Work to do: Can you copy every line of the records below word for word, leaving the pictures out of your answer?
---- Data for the task
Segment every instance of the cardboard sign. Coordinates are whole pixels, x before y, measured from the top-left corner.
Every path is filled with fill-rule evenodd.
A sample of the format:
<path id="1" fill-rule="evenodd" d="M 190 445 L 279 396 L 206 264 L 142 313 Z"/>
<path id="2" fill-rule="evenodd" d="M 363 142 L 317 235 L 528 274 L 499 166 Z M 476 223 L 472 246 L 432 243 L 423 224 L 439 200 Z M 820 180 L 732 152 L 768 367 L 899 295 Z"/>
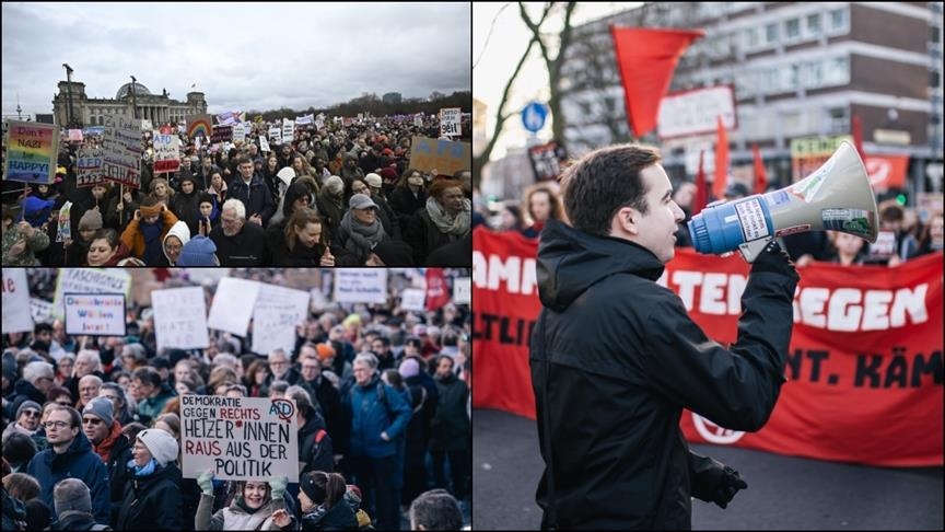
--------
Final result:
Segment every instance of the cardboard sign. Coordinates are whole pixels, x before y, measured from the top-left corner.
Every path is filled with fill-rule evenodd.
A sample of the format:
<path id="1" fill-rule="evenodd" d="M 190 445 L 279 396 L 206 264 L 142 313 Z"/>
<path id="2" fill-rule="evenodd" d="M 363 142 L 317 235 L 528 274 L 499 166 Z M 476 223 L 472 246 L 432 243 L 423 224 L 439 200 Z M 820 180 L 732 152 L 768 367 L 899 295 Z"/>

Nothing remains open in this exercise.